▸ **Excerto citado**

Montei a arvore. O presépio. Fiz arroz doce. Acendi as luzinhas e inspirei fundo o ar frio a ver se dezembro entrava. Não sei o que se passa com o tempo. Ou se é com o tempo que se passa. Faltam 20 dias para o Natal e eu esqueci-me da playlist pirosa e da coroa do advento. As figuras do presépio parecem-me só figuras. Comi uma rabanada que me enjoou ao ponto de prometer não comer nenhuma mais.

Se calhar não é o tempo. Se calhar sou eu, que ando perdida por setembro de 2020, quando os pores do sol eram intermináveis e cria que no ano seguinte já tudo estaria bem.

O ano passado aguentei o Natal esquisito, a ausência de abraços, de colos, de mesas barulhentas, de jantares com amigos, de famílias sem medos. O virar do ano tranquilo, resguardado, sem fogos de artificio e outras companhias, pareceu-me um bom augúrio para o que viria em 2021.

Mas este ano está difícil. Não me saem da cabeça as palavras à mesa do dia 1 “tenho a sensação que 2020 vai ser um ano extraordinário”. E foi, não foi pai? Temos de lhe tirar o chapéu. Tão extraordinário que se tem vindo a arrastar por estes 12 meses do ano seguinte.

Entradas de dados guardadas
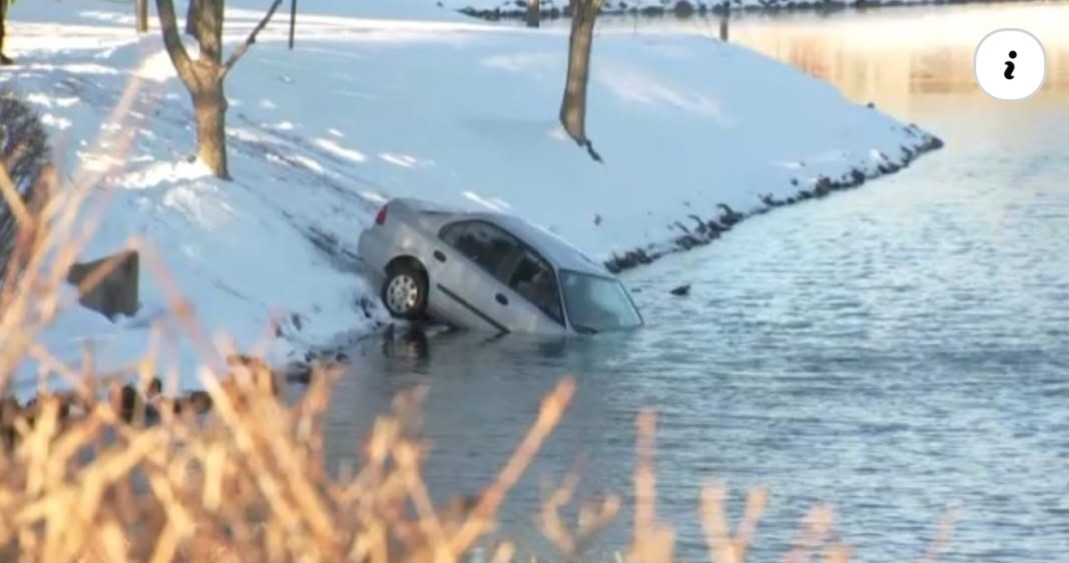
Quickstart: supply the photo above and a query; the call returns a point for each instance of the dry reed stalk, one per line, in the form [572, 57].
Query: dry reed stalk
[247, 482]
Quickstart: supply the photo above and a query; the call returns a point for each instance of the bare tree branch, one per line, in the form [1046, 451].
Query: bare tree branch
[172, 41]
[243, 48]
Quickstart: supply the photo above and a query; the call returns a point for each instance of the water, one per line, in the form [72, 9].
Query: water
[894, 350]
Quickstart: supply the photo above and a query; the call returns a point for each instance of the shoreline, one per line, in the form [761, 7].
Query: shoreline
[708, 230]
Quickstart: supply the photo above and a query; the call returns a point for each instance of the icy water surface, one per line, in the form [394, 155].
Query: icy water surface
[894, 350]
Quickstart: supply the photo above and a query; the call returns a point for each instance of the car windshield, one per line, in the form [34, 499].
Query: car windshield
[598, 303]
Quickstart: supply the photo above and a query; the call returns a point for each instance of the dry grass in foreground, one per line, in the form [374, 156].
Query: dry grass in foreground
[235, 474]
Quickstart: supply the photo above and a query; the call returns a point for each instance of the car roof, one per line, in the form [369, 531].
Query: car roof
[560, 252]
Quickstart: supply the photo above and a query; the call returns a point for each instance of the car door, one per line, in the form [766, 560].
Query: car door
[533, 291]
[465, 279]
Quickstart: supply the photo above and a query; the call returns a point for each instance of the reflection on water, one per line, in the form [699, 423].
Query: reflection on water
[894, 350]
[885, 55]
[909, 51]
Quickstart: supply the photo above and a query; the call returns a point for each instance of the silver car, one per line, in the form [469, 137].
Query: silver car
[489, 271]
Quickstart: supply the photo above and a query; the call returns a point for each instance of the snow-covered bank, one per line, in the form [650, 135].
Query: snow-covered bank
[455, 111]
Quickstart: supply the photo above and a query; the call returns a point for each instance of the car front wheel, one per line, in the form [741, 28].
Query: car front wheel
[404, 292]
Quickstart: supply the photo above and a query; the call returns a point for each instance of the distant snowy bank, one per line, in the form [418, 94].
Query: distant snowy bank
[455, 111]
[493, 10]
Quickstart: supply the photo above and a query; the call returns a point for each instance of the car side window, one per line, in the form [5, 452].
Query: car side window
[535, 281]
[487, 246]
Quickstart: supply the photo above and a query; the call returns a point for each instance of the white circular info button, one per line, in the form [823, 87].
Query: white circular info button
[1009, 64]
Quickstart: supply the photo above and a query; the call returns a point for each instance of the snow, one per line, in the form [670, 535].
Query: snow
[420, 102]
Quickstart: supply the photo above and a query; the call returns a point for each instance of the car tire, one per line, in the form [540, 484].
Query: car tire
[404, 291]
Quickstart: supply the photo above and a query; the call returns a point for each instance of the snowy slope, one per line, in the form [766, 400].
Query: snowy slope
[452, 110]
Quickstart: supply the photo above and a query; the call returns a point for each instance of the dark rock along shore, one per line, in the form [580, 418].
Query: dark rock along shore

▸ **Enunciado**
Copie, do excerto sobre o Natal, o trecho que vai de "Montei a arvore." a "tudo estaria bem.". As entradas não fazem falta.

▸ **Resposta**
Montei a arvore. O presépio. Fiz arroz doce. Acendi as luzinhas e inspirei fundo o ar frio a ver se dezembro entrava. Não sei o que se passa com o tempo. Ou se é com o tempo que se passa. Faltam 20 dias para o Natal e eu esqueci-me da playlist pirosa e da coroa do advento. As figuras do presépio parecem-me só figuras. Comi uma rabanada que me enjoou ao ponto de prometer não comer nenhuma mais.

Se calhar não é o tempo. Se calhar sou eu, que ando perdida por setembro de 2020, quando os pores do sol eram intermináveis e cria que no ano seguinte já tudo estaria bem.